==== TASK INPUTS

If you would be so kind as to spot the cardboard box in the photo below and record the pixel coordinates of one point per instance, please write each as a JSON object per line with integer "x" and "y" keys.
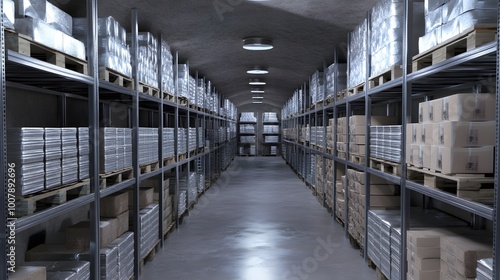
{"x": 466, "y": 134}
{"x": 52, "y": 252}
{"x": 385, "y": 201}
{"x": 469, "y": 107}
{"x": 462, "y": 160}
{"x": 122, "y": 225}
{"x": 114, "y": 205}
{"x": 146, "y": 197}
{"x": 418, "y": 274}
{"x": 29, "y": 273}
{"x": 78, "y": 235}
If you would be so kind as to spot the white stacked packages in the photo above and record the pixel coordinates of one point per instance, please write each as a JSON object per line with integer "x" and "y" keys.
{"x": 247, "y": 128}
{"x": 247, "y": 139}
{"x": 148, "y": 145}
{"x": 248, "y": 117}
{"x": 48, "y": 25}
{"x": 271, "y": 139}
{"x": 317, "y": 87}
{"x": 114, "y": 53}
{"x": 201, "y": 137}
{"x": 446, "y": 19}
{"x": 109, "y": 262}
{"x": 25, "y": 148}
{"x": 53, "y": 156}
{"x": 201, "y": 94}
{"x": 270, "y": 117}
{"x": 182, "y": 202}
{"x": 192, "y": 90}
{"x": 192, "y": 139}
{"x": 183, "y": 80}
{"x": 147, "y": 64}
{"x": 357, "y": 56}
{"x": 69, "y": 142}
{"x": 484, "y": 269}
{"x": 385, "y": 142}
{"x": 181, "y": 141}
{"x": 149, "y": 222}
{"x": 9, "y": 17}
{"x": 330, "y": 79}
{"x": 125, "y": 250}
{"x": 83, "y": 153}
{"x": 167, "y": 68}
{"x": 168, "y": 142}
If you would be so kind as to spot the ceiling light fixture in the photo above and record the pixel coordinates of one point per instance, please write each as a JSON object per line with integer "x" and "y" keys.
{"x": 257, "y": 82}
{"x": 257, "y": 44}
{"x": 257, "y": 70}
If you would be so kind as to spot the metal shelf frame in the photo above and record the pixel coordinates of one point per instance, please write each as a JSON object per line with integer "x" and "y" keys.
{"x": 468, "y": 68}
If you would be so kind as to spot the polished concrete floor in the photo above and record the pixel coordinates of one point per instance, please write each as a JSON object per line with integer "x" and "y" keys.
{"x": 259, "y": 222}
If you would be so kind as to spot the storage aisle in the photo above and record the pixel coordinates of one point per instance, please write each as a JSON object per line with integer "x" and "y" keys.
{"x": 259, "y": 222}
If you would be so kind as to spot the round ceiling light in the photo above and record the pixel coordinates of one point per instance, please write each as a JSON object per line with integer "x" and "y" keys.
{"x": 257, "y": 82}
{"x": 257, "y": 70}
{"x": 257, "y": 44}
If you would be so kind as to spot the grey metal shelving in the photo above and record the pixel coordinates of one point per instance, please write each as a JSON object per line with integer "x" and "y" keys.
{"x": 27, "y": 73}
{"x": 464, "y": 71}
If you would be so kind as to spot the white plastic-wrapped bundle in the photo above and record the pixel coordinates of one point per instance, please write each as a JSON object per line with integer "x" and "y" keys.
{"x": 9, "y": 17}
{"x": 167, "y": 69}
{"x": 113, "y": 50}
{"x": 357, "y": 56}
{"x": 46, "y": 35}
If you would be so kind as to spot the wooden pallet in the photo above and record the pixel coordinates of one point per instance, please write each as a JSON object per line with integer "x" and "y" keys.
{"x": 357, "y": 159}
{"x": 150, "y": 256}
{"x": 147, "y": 168}
{"x": 28, "y": 205}
{"x": 385, "y": 166}
{"x": 114, "y": 77}
{"x": 25, "y": 45}
{"x": 355, "y": 90}
{"x": 475, "y": 187}
{"x": 468, "y": 40}
{"x": 169, "y": 161}
{"x": 149, "y": 90}
{"x": 109, "y": 179}
{"x": 396, "y": 71}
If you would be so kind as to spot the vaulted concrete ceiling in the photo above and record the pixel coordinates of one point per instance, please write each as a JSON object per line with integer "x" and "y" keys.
{"x": 209, "y": 33}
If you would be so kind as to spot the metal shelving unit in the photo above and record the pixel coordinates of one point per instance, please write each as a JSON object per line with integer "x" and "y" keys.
{"x": 27, "y": 73}
{"x": 478, "y": 66}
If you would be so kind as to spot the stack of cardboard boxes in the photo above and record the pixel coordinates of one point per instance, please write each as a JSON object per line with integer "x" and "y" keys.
{"x": 455, "y": 134}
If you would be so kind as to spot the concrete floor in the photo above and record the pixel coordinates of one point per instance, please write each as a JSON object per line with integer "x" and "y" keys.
{"x": 259, "y": 222}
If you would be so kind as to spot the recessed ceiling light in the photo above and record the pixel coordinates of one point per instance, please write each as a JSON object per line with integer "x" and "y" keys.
{"x": 257, "y": 70}
{"x": 257, "y": 82}
{"x": 257, "y": 44}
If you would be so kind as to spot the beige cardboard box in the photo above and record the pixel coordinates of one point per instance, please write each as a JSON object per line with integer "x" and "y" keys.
{"x": 146, "y": 197}
{"x": 122, "y": 223}
{"x": 29, "y": 273}
{"x": 462, "y": 160}
{"x": 469, "y": 107}
{"x": 385, "y": 201}
{"x": 78, "y": 235}
{"x": 114, "y": 205}
{"x": 466, "y": 134}
{"x": 423, "y": 112}
{"x": 418, "y": 274}
{"x": 425, "y": 264}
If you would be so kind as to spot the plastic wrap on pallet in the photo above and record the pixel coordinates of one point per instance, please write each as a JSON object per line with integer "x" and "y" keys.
{"x": 9, "y": 17}
{"x": 31, "y": 8}
{"x": 58, "y": 19}
{"x": 357, "y": 56}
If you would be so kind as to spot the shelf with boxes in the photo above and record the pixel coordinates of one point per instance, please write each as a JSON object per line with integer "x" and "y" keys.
{"x": 72, "y": 104}
{"x": 456, "y": 183}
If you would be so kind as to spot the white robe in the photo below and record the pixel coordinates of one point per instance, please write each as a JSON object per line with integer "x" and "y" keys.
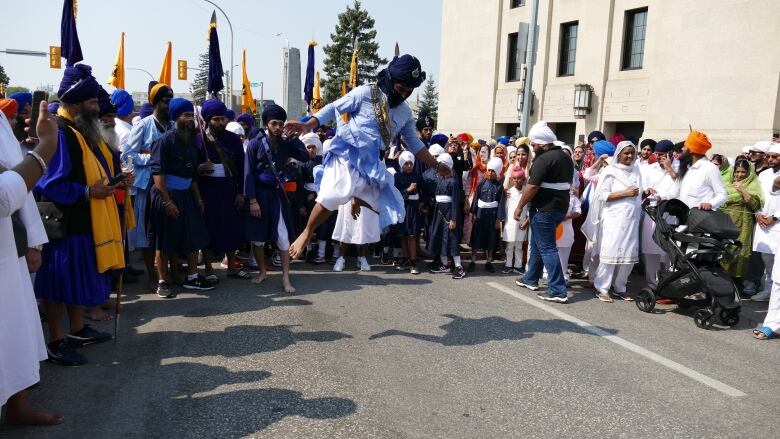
{"x": 22, "y": 347}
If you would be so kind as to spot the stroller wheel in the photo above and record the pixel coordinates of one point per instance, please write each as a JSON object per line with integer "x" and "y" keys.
{"x": 703, "y": 318}
{"x": 645, "y": 300}
{"x": 729, "y": 317}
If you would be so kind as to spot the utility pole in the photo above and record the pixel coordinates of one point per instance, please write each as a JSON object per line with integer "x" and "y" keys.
{"x": 530, "y": 60}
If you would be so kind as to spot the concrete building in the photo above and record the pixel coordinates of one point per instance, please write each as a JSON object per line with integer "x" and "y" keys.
{"x": 655, "y": 67}
{"x": 292, "y": 89}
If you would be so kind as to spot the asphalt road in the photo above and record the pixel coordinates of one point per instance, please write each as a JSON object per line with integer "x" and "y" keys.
{"x": 391, "y": 355}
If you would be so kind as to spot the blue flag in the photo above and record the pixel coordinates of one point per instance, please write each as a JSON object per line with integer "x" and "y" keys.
{"x": 215, "y": 61}
{"x": 69, "y": 37}
{"x": 308, "y": 84}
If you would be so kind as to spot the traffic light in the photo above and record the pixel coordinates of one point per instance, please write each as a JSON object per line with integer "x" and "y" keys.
{"x": 55, "y": 58}
{"x": 182, "y": 69}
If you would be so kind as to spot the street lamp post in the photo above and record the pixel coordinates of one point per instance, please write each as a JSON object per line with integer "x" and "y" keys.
{"x": 230, "y": 25}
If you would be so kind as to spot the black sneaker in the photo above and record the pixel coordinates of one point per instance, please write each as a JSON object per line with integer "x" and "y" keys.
{"x": 87, "y": 336}
{"x": 199, "y": 283}
{"x": 164, "y": 290}
{"x": 550, "y": 298}
{"x": 63, "y": 353}
{"x": 441, "y": 268}
{"x": 459, "y": 273}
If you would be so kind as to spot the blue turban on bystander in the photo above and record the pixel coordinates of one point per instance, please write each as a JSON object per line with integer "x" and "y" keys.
{"x": 123, "y": 102}
{"x": 178, "y": 106}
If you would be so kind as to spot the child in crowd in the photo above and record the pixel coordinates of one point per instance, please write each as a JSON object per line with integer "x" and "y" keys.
{"x": 488, "y": 211}
{"x": 515, "y": 233}
{"x": 408, "y": 183}
{"x": 446, "y": 226}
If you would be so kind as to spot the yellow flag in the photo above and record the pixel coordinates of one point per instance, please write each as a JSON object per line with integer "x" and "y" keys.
{"x": 316, "y": 99}
{"x": 165, "y": 70}
{"x": 247, "y": 100}
{"x": 117, "y": 78}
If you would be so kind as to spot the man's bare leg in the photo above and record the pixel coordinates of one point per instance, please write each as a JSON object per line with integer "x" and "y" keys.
{"x": 318, "y": 216}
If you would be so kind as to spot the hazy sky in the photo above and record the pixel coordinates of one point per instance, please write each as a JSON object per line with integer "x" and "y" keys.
{"x": 149, "y": 24}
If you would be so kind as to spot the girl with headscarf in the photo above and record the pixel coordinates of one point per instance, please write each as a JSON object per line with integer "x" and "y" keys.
{"x": 614, "y": 217}
{"x": 745, "y": 198}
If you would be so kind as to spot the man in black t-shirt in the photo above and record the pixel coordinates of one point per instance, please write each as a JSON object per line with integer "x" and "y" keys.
{"x": 547, "y": 195}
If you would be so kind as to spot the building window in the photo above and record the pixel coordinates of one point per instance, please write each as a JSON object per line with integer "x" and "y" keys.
{"x": 568, "y": 49}
{"x": 513, "y": 70}
{"x": 634, "y": 39}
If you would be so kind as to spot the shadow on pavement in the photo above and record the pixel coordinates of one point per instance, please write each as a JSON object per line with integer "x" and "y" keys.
{"x": 462, "y": 331}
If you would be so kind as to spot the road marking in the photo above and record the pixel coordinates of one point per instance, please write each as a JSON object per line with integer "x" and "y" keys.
{"x": 673, "y": 365}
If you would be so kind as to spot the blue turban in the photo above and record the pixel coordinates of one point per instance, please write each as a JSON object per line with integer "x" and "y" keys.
{"x": 22, "y": 98}
{"x": 123, "y": 102}
{"x": 177, "y": 106}
{"x": 603, "y": 147}
{"x": 145, "y": 110}
{"x": 664, "y": 146}
{"x": 104, "y": 103}
{"x": 595, "y": 136}
{"x": 273, "y": 112}
{"x": 407, "y": 70}
{"x": 78, "y": 84}
{"x": 247, "y": 119}
{"x": 440, "y": 139}
{"x": 212, "y": 108}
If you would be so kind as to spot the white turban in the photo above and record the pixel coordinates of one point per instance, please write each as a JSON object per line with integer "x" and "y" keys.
{"x": 326, "y": 146}
{"x": 235, "y": 128}
{"x": 445, "y": 159}
{"x": 406, "y": 156}
{"x": 762, "y": 145}
{"x": 436, "y": 150}
{"x": 496, "y": 165}
{"x": 541, "y": 134}
{"x": 312, "y": 139}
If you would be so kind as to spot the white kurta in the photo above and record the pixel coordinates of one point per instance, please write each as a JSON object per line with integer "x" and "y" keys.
{"x": 511, "y": 231}
{"x": 767, "y": 240}
{"x": 21, "y": 338}
{"x": 618, "y": 241}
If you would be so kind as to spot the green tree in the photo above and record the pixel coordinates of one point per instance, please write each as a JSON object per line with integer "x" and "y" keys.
{"x": 354, "y": 25}
{"x": 429, "y": 101}
{"x": 201, "y": 81}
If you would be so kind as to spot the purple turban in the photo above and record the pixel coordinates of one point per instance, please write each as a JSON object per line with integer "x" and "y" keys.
{"x": 274, "y": 112}
{"x": 104, "y": 103}
{"x": 211, "y": 108}
{"x": 247, "y": 119}
{"x": 178, "y": 106}
{"x": 123, "y": 102}
{"x": 145, "y": 110}
{"x": 78, "y": 84}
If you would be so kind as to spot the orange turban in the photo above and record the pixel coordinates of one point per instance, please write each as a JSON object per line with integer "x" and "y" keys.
{"x": 698, "y": 143}
{"x": 9, "y": 107}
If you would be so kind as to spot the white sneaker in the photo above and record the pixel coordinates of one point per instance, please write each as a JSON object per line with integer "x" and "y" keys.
{"x": 761, "y": 297}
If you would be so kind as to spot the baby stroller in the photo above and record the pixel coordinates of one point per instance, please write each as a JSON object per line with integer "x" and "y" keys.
{"x": 695, "y": 241}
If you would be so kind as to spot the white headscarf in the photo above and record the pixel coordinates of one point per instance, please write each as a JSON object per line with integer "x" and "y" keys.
{"x": 541, "y": 134}
{"x": 312, "y": 139}
{"x": 406, "y": 156}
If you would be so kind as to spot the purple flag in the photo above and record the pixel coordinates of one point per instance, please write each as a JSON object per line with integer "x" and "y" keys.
{"x": 215, "y": 60}
{"x": 69, "y": 37}
{"x": 308, "y": 84}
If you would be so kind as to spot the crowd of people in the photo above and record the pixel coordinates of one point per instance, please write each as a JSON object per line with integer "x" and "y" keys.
{"x": 184, "y": 185}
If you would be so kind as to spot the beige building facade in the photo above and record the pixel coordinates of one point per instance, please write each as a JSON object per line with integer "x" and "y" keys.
{"x": 655, "y": 67}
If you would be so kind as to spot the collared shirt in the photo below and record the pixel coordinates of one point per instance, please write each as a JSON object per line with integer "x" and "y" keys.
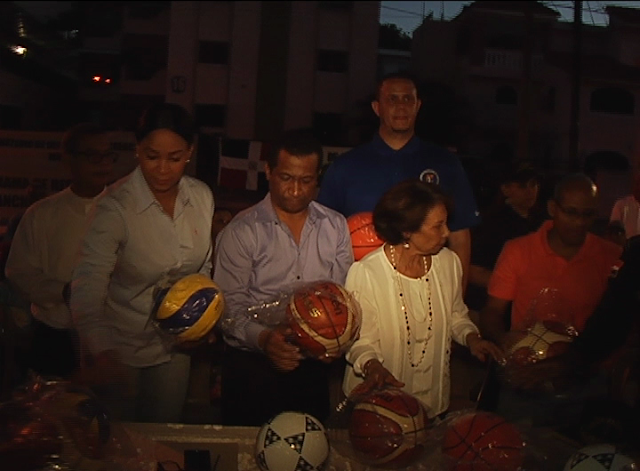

========

TASK PROMPT: Could you repeat word for word only the lines from the one that contains "the beige building" through the end of the listing, leaving out the pictures?

RESULT BELOW:
If you would be so kind as to spot the beige building facade in the photo above and record the pixel coordinates of one point per instance, please write each as a JSON object per line with integer "x" and "y" keys.
{"x": 655, "y": 67}
If you would be so kind as to spot the collared shirt in the photo below and record the pixel coordinates of one point per instance, please write each as a JSON object per line with integer "x" and "y" keys.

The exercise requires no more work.